* Instructions for the task:
Would you print all of the records below exactly, without skipping any?

^^^^^^^^

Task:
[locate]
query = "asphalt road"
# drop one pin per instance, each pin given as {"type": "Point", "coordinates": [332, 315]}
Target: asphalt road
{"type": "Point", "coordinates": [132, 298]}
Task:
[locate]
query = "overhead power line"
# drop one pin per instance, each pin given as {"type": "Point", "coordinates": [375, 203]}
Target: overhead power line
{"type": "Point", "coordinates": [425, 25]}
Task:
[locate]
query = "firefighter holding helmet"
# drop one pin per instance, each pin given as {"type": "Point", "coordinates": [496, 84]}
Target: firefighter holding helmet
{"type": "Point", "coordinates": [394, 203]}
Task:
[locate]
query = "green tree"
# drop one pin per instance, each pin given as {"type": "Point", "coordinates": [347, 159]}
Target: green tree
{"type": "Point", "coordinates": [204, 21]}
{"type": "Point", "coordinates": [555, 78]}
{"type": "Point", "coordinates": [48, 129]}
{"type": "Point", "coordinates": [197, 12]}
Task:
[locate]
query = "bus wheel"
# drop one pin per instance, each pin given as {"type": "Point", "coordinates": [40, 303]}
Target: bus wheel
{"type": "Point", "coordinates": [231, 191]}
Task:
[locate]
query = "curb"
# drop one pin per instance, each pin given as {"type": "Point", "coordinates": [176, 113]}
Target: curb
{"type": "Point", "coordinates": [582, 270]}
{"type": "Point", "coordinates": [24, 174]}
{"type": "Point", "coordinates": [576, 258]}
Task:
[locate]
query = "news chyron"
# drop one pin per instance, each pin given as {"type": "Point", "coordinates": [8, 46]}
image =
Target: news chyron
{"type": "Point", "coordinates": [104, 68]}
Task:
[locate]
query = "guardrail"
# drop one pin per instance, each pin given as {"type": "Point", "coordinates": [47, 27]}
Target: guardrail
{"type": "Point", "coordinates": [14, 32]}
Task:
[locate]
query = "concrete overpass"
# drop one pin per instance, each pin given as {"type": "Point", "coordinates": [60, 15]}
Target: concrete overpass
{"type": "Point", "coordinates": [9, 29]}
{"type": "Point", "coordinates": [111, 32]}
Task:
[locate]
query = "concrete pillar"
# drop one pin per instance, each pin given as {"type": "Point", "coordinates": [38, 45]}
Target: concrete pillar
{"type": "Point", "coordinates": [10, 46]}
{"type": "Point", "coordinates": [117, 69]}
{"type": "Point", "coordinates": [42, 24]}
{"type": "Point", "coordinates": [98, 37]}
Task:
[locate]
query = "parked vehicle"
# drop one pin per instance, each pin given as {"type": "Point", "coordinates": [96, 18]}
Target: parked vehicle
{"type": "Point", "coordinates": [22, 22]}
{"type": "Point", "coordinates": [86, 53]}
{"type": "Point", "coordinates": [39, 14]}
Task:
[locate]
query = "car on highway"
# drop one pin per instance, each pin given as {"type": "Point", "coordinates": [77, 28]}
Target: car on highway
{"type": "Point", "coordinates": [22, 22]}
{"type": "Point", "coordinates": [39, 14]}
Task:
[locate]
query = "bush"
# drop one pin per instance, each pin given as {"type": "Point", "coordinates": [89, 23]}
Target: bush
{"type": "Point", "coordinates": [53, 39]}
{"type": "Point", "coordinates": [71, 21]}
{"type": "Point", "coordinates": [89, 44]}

^^^^^^^^

* Task response:
Task:
[locate]
query = "asphalt road"
# drop one pin per instance, each pin given as {"type": "Point", "coordinates": [332, 315]}
Target: asphalt road
{"type": "Point", "coordinates": [132, 298]}
Task:
[locate]
query = "overhead power line"
# drop one pin per instance, each pin given as {"type": "Point", "coordinates": [375, 203]}
Target: overhead power line
{"type": "Point", "coordinates": [425, 25]}
Task:
[locate]
query = "firefighter holding helmet"
# drop one pin per instance, each pin given as {"type": "Point", "coordinates": [496, 84]}
Target: firefighter holding helmet
{"type": "Point", "coordinates": [394, 203]}
Task:
[locate]
query = "green tree"
# drop one pin per instance, each pin given as {"type": "Point", "coordinates": [347, 159]}
Target: green tree
{"type": "Point", "coordinates": [204, 21]}
{"type": "Point", "coordinates": [555, 78]}
{"type": "Point", "coordinates": [48, 129]}
{"type": "Point", "coordinates": [197, 12]}
Task:
[locate]
query = "bus wheel"
# drop one pin per instance, each pin given as {"type": "Point", "coordinates": [40, 303]}
Target: bus wheel
{"type": "Point", "coordinates": [231, 191]}
Task:
[locate]
query = "curb"
# drop one pin per instance, each pin given as {"type": "Point", "coordinates": [176, 113]}
Target: curb
{"type": "Point", "coordinates": [582, 270]}
{"type": "Point", "coordinates": [24, 174]}
{"type": "Point", "coordinates": [576, 258]}
Task:
[locate]
query = "news chyron"
# drop one pin per instance, each pin given as {"type": "Point", "coordinates": [8, 46]}
image =
Target: news chyron
{"type": "Point", "coordinates": [104, 68]}
Task:
[locate]
query = "guardrail"
# drop one pin per instance, each pin given as {"type": "Point", "coordinates": [47, 27]}
Target: guardrail
{"type": "Point", "coordinates": [14, 32]}
Task:
[locate]
query = "concrete overpass"
# drop one pin per instance, each pin given as {"type": "Point", "coordinates": [60, 15]}
Target: concrete overpass
{"type": "Point", "coordinates": [9, 29]}
{"type": "Point", "coordinates": [111, 32]}
Task:
[locate]
query = "concrete pillar"
# drop one pin per instance, each pin given as {"type": "Point", "coordinates": [38, 45]}
Target: concrete pillar
{"type": "Point", "coordinates": [10, 46]}
{"type": "Point", "coordinates": [117, 69]}
{"type": "Point", "coordinates": [42, 24]}
{"type": "Point", "coordinates": [98, 37]}
Task:
[locate]
query = "parked vehicle"
# drop one pin per instance, each pin given as {"type": "Point", "coordinates": [96, 18]}
Target: parked vehicle
{"type": "Point", "coordinates": [22, 22]}
{"type": "Point", "coordinates": [86, 53]}
{"type": "Point", "coordinates": [39, 14]}
Task:
[locate]
query = "car on highway"
# drop one pin per instance, each pin given as {"type": "Point", "coordinates": [77, 28]}
Target: car on highway
{"type": "Point", "coordinates": [22, 22]}
{"type": "Point", "coordinates": [39, 14]}
Task:
[locate]
query = "bush"
# drop one pin per instance, each pin given as {"type": "Point", "coordinates": [89, 23]}
Target: bush
{"type": "Point", "coordinates": [53, 39]}
{"type": "Point", "coordinates": [71, 21]}
{"type": "Point", "coordinates": [89, 44]}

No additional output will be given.